- _AUFGABEN_:
A - Welcher Befundkonstellation ordnet der Senat im Auszug zur BK 2108 das Schadensbild des Klägers zu?
B - Schreiben Sie aus dem Auszug zur BK 2108 den Abschnitt ab, der mit „Nach den Konsensempfehlungen“ beginnt und bis einschließlich „und L4/5 niederschlagen.“ reicht.
C - Führen Sie den Auszug zur BK 2108 im Anschluss an seinen letzten Satz weiter.

Nach den Konsensempfehlungen zeichnet sich das typische Krankheitsbild der BK 2108 aus durch ein sogenanntes belastungskonformes Verteilungsmuster der Erkrankung an der Wirbelsäule. Art, Ausprägung und Lokalisation des Krankheitsbildes müssen der spezifischen Einwirkung bzw. der beruflichen Exposition entsprechen. Der nach dem anzuwendenden BK-Tatbestand mit einer bestimmten Einwirkung korrespondierende Wirbelsäulenabschnitt muss besonders betroffen sein. Für die BK 2108 ist hierbei in der Regel ein von oben nach unten in der Ausprägung zunehmender Befund erforderlich, weil sich Belastungen durch langjährige Tätigkeiten in extremer Rumpfbeuge bzw. Heben schwerer Lasten insbesondere in den LWS-Segmenten L5/S1 und L4/5 niederschlagen.

Diese Voraussetzungen liegen beim Kläger nicht vor. Der Senat schließt sich, ebenso wie bereits das SG, den zutreffenden Ausführungen im Gutachten des Sachverständigen Dr. P. vom 26.02.2014 an, dessen Beurteilung anhand der vorgenommenen Befunderhebung und Diagnosestellung nachvollziehbar, schlüssig und überzeugend ist. Danach leidet der Kläger im Bereich der Lendenwirbelsäule an einem myogenen Reizsyndrom ohne Funktionseinschränkungen und ohne radikuläre Ausfälle bei radiologisch kongenital schmaler angelegtem Bandscheibenraum L5/S1 und kernspintomographisch nachgewiesener Protrusion im Segment L4/5 sowie diskreter Protrusion L5/S1. Das altersentsprechend zu erwartende Ausmaß überschreitende degenerative Veränderungen sind bei dem Kläger radiologisch überhaupt nicht und kernspintomographisch nur in dem Segment L4/5 nachweisbar. Belastungsadaptive Reaktionen der Wirbelkörperabschlussplatten in Form spondylotischer Randkantenausziehungen und Verbreiterungen bestehen in keinem Segment der Lendenwirbelsäule. Wesentliche Funktionseinschränkungen bestehen ebenfalls nicht. Damit liegt zwar eine bandscheibenbedingte Erkrankung der Lendenwirbelsäule des Klägers im Segment L4/5 und deutlich geringer ausgeprägt auch im Segment L5/S1 vor. Es besteht aber kein besonderes Verteilungsmuster der Bandscheibenerkrankung mit einer Zunahme der Veränderungen von oben nach unten, wie es durch langjährige Belastung der Lendenwirbelsäule durch Heben oder Tragen schwerer Lasten oder langjährige Arbeit in extremer Rumpfbeugehaltung entstehen könnte. Die Ausprägung des Schadens ist lediglich im Sinne von Protrusionen gegeben, ein Prolaps liegt nicht vor. Zur Überzeugung des Senats ist damit nicht eine der in den Konsensempfehlungen definierten Befundkonstellationen gegeben, bei denen ein Zusammenhang als wahrscheinlich eingestuft wird, sondern die Befundkonstellation D2 (Protrusion ohne Begleitspondylose), bei der ein Zusammenhang nicht wahrscheinlich ist. Unter Beachtung dieser Beurteilungskriterien ist das beim Kläger vorliegende Schadensbild nicht hinreichend wahrscheinlich durch seine berufliche Tätigkeit verursacht.

- _BEREITGESTELLTE DATEN_:
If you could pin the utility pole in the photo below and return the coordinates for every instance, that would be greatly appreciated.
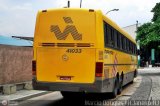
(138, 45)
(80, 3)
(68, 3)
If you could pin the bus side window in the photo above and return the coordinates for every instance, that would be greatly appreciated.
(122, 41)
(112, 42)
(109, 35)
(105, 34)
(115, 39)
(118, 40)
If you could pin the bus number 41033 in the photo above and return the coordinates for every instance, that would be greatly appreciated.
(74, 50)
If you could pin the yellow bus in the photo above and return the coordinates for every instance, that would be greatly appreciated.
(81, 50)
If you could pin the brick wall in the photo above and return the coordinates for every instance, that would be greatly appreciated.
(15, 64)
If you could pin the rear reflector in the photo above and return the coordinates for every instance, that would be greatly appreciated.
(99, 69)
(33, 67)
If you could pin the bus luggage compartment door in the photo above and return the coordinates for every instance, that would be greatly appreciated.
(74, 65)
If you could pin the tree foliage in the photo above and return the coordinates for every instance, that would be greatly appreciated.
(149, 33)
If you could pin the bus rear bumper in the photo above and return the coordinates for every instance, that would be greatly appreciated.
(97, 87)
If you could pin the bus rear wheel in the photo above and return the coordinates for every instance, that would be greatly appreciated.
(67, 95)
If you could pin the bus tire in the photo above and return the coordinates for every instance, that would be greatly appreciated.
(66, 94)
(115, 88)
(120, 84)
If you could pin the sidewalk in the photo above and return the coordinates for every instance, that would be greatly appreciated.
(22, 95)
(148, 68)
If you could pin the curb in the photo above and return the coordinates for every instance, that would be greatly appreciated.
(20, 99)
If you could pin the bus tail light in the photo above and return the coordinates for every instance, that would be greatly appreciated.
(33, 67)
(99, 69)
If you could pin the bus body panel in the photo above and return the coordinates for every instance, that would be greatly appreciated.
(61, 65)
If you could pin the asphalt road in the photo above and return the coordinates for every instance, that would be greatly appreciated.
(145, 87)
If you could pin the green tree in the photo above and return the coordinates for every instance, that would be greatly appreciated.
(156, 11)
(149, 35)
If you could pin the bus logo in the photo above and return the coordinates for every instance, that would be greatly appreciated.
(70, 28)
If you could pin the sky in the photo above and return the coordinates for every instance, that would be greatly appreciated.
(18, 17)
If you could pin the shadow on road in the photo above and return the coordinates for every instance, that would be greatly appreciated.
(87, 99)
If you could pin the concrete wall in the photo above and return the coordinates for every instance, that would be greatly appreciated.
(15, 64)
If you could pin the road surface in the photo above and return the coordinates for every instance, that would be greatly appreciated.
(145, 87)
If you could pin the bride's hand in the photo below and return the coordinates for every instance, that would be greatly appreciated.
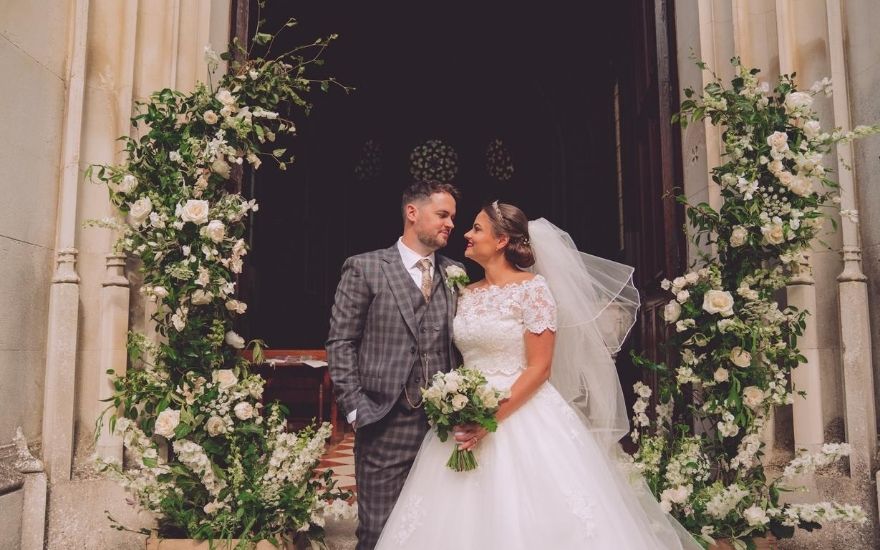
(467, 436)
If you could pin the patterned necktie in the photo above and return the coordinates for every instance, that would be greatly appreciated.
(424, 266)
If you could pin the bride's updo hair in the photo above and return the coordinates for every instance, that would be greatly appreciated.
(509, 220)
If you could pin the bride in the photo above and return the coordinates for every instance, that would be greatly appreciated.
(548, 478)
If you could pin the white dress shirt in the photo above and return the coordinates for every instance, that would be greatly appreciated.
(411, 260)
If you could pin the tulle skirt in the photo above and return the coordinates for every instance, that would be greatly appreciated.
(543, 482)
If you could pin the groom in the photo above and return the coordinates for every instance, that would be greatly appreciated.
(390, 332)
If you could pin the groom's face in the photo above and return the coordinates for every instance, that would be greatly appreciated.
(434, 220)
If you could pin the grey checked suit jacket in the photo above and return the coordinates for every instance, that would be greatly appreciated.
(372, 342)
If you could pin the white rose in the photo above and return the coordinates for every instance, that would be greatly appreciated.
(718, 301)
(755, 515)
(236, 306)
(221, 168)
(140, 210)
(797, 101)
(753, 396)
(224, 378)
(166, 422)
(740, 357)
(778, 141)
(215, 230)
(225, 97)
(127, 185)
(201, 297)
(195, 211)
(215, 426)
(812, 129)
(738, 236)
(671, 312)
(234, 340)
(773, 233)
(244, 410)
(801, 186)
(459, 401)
==
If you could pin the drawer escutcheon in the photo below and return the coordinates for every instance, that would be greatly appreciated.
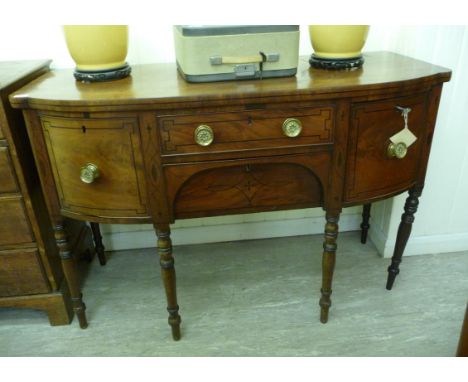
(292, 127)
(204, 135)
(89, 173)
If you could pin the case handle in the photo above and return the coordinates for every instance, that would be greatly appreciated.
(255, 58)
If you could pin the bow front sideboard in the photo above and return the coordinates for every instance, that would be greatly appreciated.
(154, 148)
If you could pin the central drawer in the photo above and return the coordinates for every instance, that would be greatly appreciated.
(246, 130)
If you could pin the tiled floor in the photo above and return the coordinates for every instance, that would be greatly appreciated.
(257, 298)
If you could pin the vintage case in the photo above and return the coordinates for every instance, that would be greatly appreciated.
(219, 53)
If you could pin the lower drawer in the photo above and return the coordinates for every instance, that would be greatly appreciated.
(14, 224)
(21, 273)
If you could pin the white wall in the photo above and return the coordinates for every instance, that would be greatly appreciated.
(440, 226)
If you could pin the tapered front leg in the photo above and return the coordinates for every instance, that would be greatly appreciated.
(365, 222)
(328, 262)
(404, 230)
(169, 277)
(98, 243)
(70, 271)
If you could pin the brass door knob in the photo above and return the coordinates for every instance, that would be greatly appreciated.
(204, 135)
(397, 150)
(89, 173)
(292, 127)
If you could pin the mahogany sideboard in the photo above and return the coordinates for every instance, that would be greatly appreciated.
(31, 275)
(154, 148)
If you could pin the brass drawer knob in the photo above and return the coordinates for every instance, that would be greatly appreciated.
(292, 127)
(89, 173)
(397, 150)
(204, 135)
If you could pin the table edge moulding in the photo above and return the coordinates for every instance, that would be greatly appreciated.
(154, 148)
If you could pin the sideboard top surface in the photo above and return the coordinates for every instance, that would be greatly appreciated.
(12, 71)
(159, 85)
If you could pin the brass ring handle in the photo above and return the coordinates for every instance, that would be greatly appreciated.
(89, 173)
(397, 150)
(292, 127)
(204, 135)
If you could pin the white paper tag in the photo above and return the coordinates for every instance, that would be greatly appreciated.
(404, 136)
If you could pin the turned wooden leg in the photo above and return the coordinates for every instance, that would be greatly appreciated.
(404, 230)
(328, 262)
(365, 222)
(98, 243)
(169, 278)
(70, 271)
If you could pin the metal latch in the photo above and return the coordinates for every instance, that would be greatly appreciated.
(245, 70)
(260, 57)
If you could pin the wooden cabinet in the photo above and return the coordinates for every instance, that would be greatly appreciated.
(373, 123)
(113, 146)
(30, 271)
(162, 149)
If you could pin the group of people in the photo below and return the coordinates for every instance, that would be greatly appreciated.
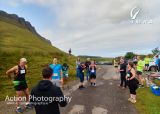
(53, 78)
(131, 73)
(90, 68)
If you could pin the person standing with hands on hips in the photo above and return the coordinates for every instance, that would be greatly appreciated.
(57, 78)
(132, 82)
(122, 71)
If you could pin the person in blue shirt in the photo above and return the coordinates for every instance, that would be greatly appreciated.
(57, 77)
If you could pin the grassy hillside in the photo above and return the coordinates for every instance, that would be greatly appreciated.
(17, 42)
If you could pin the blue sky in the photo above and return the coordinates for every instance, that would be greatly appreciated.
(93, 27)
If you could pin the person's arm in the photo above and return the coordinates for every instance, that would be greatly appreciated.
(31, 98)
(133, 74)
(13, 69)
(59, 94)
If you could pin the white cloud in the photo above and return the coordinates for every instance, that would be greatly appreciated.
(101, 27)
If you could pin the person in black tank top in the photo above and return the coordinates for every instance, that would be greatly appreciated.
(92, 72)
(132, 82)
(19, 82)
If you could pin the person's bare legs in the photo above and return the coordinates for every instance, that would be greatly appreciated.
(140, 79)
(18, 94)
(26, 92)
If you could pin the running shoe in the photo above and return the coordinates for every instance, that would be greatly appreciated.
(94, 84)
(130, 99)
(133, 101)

- _NUMMERIERTE ANTWORTEN_:
A - Der Senat ordnet es der Befundkonstellation D2 (Protrusion ohne Begleitspondylose) zu.

B -
Nach den Konsensempfehlungen zeichnet sich das typische Krankheitsbild der BK 2108 aus durch ein sogenanntes belastungskonformes Verteilungsmuster der Erkrankung an der Wirbelsäule. Art, Ausprägung und Lokalisation des Krankheitsbildes müssen der spezifischen Einwirkung bzw. der beruflichen Exposition entsprechen. Der nach dem anzuwendenden BK-Tatbestand mit einer bestimmten Einwirkung korrespondierende Wirbelsäulenabschnitt muss besonders betroffen sein. Für die BK 2108 ist hierbei in der Regel ein von oben nach unten in der Ausprägung zunehmender Befund erforderlich, weil sich Belastungen durch langjährige Tätigkeiten in extremer Rumpfbeuge bzw. Heben schwerer Lasten insbesondere in den LWS-Segmenten L5/S1 und L4/5 niederschlagen.

C -
Daraus, dass die Radiologin Dr. P. und ihr folgend der behandelnde Orthopäde Dr. B. aufgrund der gleichen MRT-Aufnahmen zur Diagnose eines Bandscheibenprolaps im Bereich L 4/5 gelangten, ergibt sich nichts Abweichendes. Denn Dr. P. hat insoweit für den Senat nachvollziehbar und schlüssig in Übereinstimmung mit der beratungsärztlichen Stellungnahme des Dr. K. unter Auswertung der von Dr. P. gefertigten Aufnahmen dargelegt, dass es sich nicht um einen Prolaps, sondern lediglich eine Protrusion im Segment L4/5 handelt.

Es fehlt somit an den in den Konsensempfehlungen geforderten Erkrankungen, die nach den wissenschaftlichen Erkenntnissen bei einer beruflich bedingten Verursachung zu erwarten sind. Demgemäß sind die Veränderungen der Lendenwirbelsäule des Klägers nicht mit Wahrscheinlichkeit auf die Erwerbstätigkeit des Klägers zurückzuführen. Eine BK 2108 kann nicht festgestellt werden.

Die Kostenentscheidung beruht auf § 193 SGG.

Gründe für die Zulassung der Revision liegen nicht vor.